Written instruction A: In the forum thread about getting the magic back, which author's books does LovesHerMan recommend?

Page text:
# Can you get the majic back?



## sadinsalem (Jan 12, 2012)

Somehow it seems my original post got deleted , but in any case here goes... Can you ever really get the majic back in a marriage once it's gone? For whatever reason, I really don't feel like I love my wife any longer, it's probably me, but it's still how I feel. I don't hate her or anything, it's more of a empty feeling. There isn't any fighting or stuff like that, to everyone, her and the kids included, we have the fairy tale life. But if it were not for the kids I would have filed for divorce a long time ago. So I'm wondering if this is just some bump in the road and it will come back, or like a burned out light, it's just gone. It would be different if I WANTED it to be better, but i don't....


----------



## Stonewall (Jul 5, 2011)

If you don't want it to be better then it never will!


----------



## LovesHerMan (Jul 28, 2011)

To get the magic back you have to do the kinds of things that made you fall in love in the first place. What do you two do for each other to make you feel loved? 

What is your wife's love language? What is yours? Do you spend time each week doing things together that you both like?

Read His Needs, Her Needs and LoveBusters by Willard Harley.

You can fall in love again, but you must take action to meet each other's emotional needs. Try to remember what you were like when you were courting, and do those things again.


----------

Records shown:
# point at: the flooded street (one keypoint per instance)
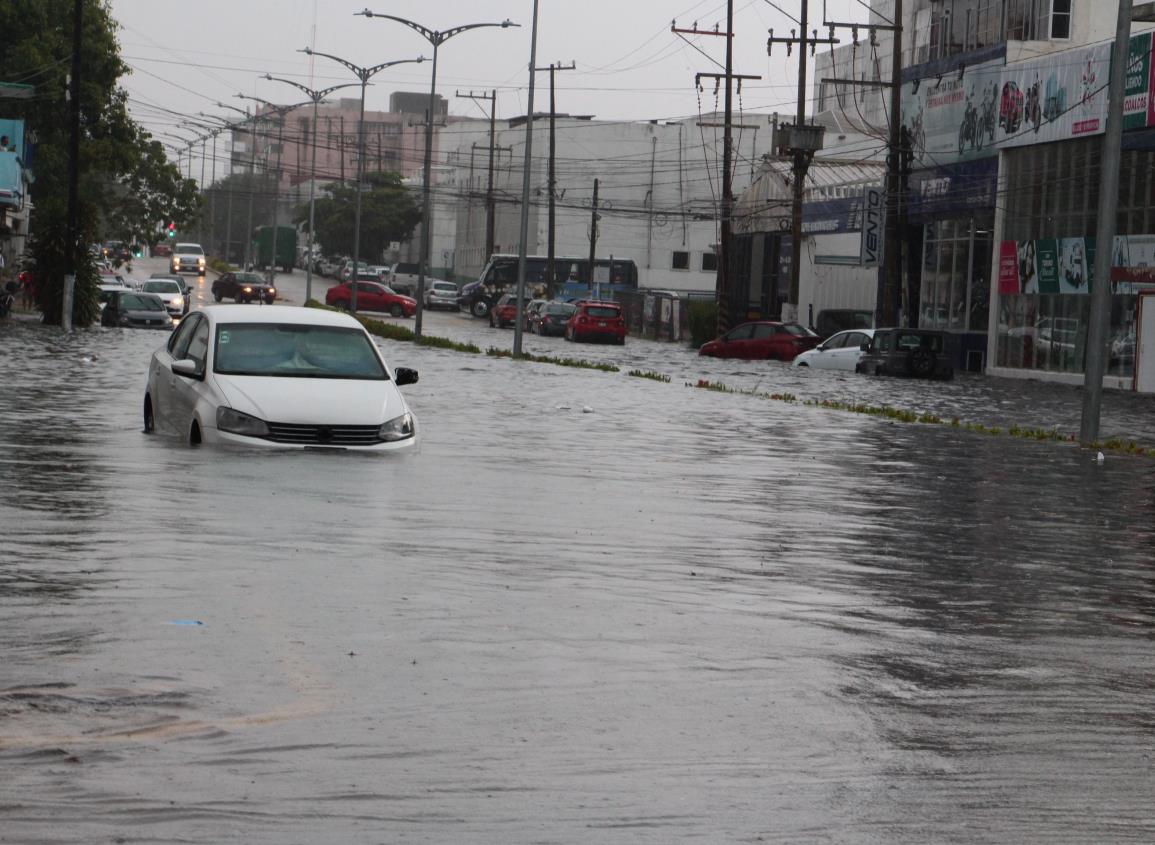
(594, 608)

==

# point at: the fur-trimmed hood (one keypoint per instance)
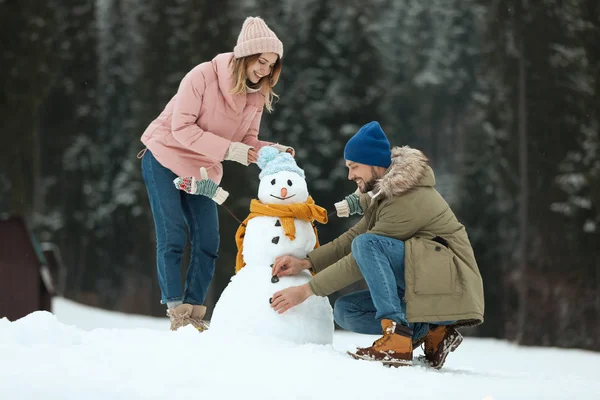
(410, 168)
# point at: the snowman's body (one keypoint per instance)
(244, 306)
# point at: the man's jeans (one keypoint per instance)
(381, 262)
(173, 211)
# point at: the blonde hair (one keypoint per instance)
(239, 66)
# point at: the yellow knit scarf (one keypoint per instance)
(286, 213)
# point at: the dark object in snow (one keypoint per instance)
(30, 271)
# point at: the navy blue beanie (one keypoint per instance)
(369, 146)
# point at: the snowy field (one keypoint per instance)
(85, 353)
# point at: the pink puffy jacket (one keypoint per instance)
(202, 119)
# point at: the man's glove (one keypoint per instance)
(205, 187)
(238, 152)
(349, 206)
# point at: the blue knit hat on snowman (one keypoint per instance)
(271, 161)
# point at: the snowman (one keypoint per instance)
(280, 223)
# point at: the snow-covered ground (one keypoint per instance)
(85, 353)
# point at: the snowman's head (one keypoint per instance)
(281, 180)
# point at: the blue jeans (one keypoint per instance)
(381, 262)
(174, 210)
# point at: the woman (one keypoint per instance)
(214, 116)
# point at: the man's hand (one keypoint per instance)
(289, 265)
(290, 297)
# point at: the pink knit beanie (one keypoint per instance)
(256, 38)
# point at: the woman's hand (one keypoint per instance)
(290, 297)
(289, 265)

==

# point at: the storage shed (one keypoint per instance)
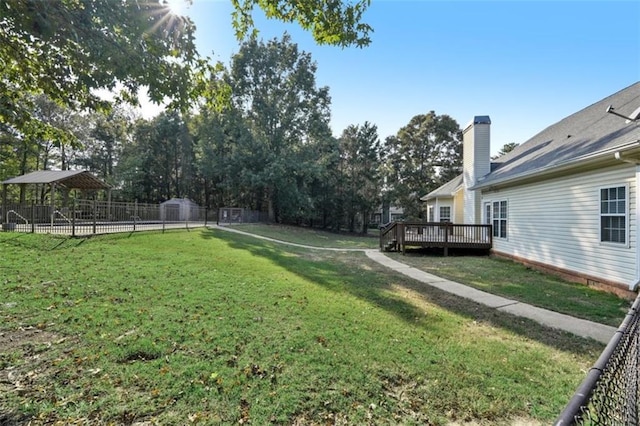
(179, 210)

Written instruction B: State how many lines of the records contain the string "knit". Reply with the number alone.

Task solution A: Willard Harley

Task solution B: 3